--- Tarefas ---
• a. Resuma em duas frases o texto sobre a causa eficiente da ira.
• b. Prossiga o texto sobre a causa eficiente da ira a partir do ponto em que ele termina.

--- Trecho do documento ---
+---+
24/10/2013

Tratado das paixões da alma 119




Questão 47: Da causa eficiente da ira e dos seus remédios

Em seguida devemos tratar da causa eficiente da ira e dos seus remédios. E sobre esta questão quatro artigos se discutem:

Art. 1 — Se sempre nos iramos por alguma coisa feita contra nós.
Art. 2 — Se o contempto ou o desprezo é motivo de ira.
Art. 3 — Se a nossa excelência é a causa de nos irarmos mais facilmente.
Art. 4 — Se uma deficiência é causa de mais facilmente nos irarmos contra outrem.

Art. 1 — Se sempre nos iramos por alguma coisa feita contra nós.

O primeiro discute-se assim. — Parece que nem sempre nos iramos por alguma coisa feita contra nós.

1. — Pois, pecando, nada podemos contra Deus, conforme a Escritura (Jó 35, 6): se as tuas iniquidades se multiplicarem, que farás tu contra ele? E contudo a Escritura também diz que Deus se ira contra os homens, por causa dos pecados (Sl 105, 40): E se abrasou de furor o Senhor contra o seu povo. Logo, nem sempre nos iramos por alguma coisa feita contra nós.
+---+
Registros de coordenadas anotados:
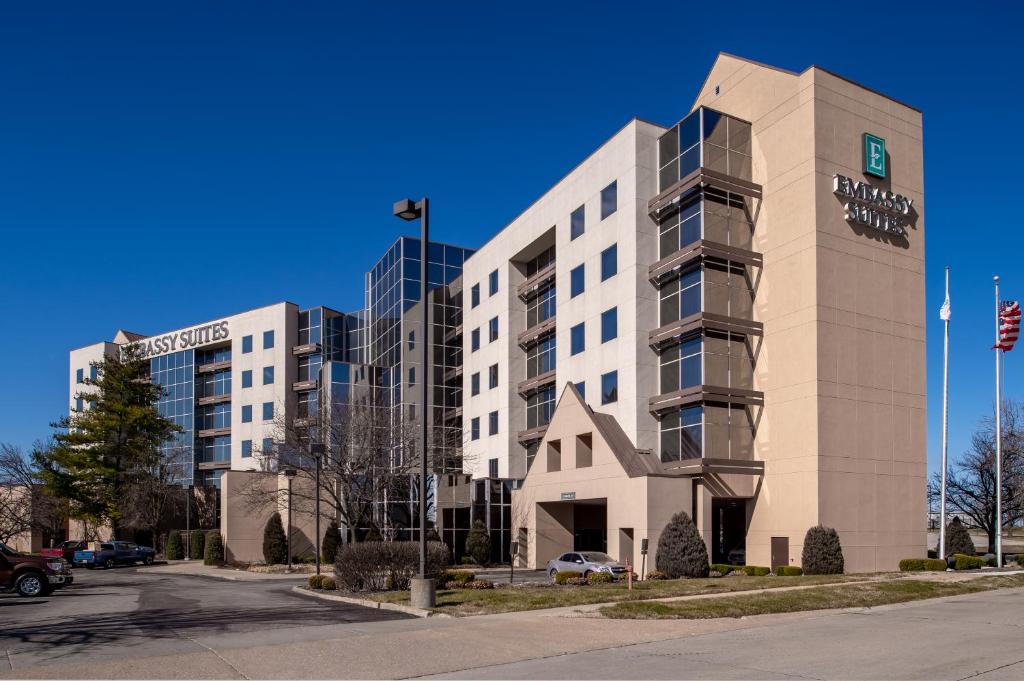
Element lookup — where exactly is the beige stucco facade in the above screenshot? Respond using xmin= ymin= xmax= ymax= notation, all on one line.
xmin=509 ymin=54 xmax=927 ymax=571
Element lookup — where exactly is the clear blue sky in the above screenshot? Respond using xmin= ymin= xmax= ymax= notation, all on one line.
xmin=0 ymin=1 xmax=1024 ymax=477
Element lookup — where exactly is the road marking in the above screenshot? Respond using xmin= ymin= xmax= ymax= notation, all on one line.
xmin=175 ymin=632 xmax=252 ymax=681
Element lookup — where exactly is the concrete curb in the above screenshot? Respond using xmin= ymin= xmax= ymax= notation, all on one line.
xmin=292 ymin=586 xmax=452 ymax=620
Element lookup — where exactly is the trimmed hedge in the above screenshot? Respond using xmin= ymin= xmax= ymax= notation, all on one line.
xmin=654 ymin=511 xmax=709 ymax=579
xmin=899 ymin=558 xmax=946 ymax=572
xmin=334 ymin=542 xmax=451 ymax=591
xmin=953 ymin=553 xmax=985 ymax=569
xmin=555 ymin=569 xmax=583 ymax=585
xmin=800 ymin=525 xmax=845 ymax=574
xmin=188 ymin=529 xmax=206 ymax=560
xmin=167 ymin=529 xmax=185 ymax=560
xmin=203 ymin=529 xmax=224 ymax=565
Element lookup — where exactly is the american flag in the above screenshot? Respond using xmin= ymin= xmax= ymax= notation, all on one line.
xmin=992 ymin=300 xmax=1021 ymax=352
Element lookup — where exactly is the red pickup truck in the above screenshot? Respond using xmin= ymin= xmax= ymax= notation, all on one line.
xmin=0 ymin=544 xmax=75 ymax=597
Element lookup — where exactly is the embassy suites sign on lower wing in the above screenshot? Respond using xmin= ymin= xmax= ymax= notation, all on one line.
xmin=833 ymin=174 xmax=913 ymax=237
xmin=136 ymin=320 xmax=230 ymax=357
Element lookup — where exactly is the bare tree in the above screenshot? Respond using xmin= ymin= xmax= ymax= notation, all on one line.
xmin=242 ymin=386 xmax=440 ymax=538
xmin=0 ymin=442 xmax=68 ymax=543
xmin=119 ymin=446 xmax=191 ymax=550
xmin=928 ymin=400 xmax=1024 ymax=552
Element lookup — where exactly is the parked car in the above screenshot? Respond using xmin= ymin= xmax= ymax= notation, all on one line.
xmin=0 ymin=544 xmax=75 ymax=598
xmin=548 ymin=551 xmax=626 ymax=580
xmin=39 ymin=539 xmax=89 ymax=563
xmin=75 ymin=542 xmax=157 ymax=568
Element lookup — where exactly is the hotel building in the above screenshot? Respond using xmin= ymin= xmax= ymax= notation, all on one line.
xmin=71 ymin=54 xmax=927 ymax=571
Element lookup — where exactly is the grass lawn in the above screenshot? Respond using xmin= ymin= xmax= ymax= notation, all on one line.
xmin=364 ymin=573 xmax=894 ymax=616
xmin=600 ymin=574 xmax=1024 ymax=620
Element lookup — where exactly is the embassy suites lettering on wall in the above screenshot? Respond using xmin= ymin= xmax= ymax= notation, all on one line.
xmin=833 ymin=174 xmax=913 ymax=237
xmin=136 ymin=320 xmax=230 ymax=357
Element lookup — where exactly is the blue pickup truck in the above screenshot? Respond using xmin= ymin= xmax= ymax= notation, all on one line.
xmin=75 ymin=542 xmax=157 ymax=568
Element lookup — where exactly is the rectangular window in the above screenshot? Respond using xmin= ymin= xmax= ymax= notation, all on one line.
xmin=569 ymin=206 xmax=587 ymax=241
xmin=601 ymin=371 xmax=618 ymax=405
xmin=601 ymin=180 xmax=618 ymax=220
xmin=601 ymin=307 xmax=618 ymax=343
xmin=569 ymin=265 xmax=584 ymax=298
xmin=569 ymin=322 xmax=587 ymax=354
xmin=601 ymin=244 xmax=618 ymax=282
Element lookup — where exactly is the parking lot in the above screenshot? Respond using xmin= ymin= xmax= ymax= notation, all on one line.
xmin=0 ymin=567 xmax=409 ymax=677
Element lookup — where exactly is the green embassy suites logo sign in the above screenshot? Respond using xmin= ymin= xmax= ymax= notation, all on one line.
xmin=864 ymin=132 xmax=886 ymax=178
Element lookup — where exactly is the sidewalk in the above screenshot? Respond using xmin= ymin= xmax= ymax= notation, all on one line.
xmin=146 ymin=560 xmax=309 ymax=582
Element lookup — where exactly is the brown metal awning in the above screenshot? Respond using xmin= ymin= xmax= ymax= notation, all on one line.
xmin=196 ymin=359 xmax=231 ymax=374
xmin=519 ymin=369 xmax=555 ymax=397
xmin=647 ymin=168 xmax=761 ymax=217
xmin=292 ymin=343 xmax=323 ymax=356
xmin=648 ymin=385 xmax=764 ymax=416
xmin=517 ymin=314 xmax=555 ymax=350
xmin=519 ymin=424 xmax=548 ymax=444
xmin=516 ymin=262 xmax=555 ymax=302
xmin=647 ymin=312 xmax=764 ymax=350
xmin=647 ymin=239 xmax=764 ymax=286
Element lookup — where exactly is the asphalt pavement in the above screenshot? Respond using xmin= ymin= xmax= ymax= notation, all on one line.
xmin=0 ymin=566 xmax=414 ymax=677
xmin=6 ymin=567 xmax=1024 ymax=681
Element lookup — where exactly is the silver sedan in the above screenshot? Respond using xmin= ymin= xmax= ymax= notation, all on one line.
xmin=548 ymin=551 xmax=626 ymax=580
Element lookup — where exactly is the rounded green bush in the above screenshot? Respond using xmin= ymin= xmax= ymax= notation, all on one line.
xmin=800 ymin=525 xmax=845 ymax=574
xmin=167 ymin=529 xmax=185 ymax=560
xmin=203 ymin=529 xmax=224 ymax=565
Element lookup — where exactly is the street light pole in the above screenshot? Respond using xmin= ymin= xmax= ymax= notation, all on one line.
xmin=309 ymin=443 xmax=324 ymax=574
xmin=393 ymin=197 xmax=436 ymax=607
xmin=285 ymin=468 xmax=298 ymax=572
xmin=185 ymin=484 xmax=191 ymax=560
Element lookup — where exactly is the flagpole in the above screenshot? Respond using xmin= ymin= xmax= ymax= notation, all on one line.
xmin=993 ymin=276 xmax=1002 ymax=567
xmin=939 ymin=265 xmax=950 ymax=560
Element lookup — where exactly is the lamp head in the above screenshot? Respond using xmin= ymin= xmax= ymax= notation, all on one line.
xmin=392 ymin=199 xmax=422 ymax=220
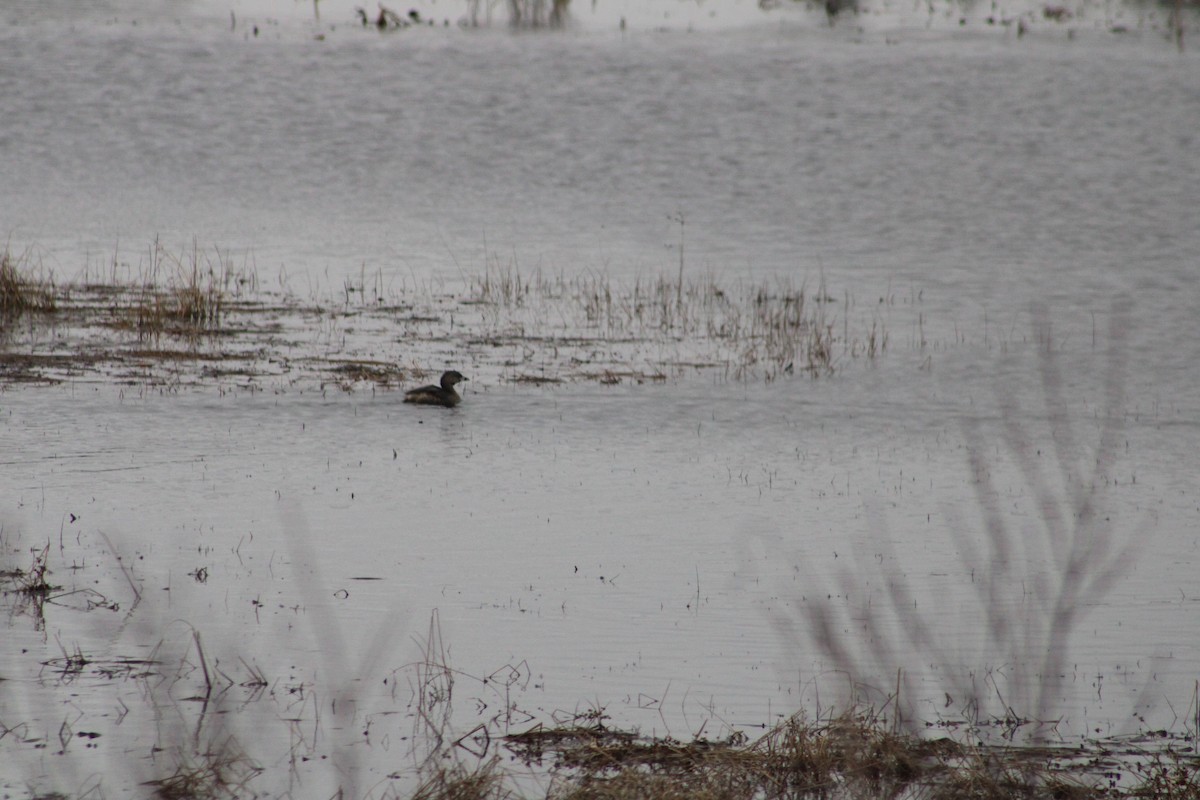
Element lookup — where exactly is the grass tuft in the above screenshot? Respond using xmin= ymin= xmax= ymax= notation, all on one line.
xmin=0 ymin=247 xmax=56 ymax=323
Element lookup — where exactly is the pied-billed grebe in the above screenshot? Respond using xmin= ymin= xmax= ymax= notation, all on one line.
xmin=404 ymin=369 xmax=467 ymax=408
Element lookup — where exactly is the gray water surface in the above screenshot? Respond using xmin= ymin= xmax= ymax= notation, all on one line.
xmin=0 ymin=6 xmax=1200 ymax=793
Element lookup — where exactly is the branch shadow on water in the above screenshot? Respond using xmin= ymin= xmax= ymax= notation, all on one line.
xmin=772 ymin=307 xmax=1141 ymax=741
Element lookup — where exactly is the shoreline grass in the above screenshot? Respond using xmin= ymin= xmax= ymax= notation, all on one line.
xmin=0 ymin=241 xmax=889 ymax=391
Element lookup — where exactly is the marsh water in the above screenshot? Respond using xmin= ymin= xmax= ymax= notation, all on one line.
+---+
--- Respostas ---
• a. O texto abre a questão sobre a causa eficiente da ira e os seus remédios, dividida em quatro artigos: se sempre nos iramos por algo feito contra nós, se o desprezo é motivo de ira, se a nossa excelência nos faz irar mais facilmente e se uma deficiência nos faz irar mais facilmente contra outrem. No primeiro artigo, apresenta-se a objeção de que nem sempre nos iramos por algo feito contra nós, pois, pecando, nada podemos contra Deus, e contudo a Escritura diz que Deus se ira contra os homens por causa dos pecados.

• b.
2. Demais — A ira é o desejo de vingança. Ora, podemos querer tirar vingança mesmo daquilo que é feito contra outros. Logo, nem sempre o motivo da ira é o feito contra nós.

3. Demais — Como diz o Filósofo, iramo-nos principalmente contra os que desprezam aquilo com que nos ocupamos de preferência, assim, os que se ocupam com a filosofia se iram contra os que a desprezam 1, e o mesmo se dá com outras coisas. Ora, desprezar a filosofia não é fazer mal aos que com ela se ocupam. Logo, nem sempre nos iramos contra aquilo que é feito contra nós.

4. Demais — Se nos calamos em face de quem nos injuria, mais lhe provocamos a ira, como diz Crisóstomo 2. Mas, pelo facto de nos calarmos, nada fazemos contra ele. Logo, a ira nem sempre é provocada pelo que é feito contra nós.

Mas, em contrário, diz o Filósofo: a ira provém sempre do feito contra nós, a inimizade porém, mesmo que isso não se dê, assim, odiamos alguém só pelo reputarmos como tal 3.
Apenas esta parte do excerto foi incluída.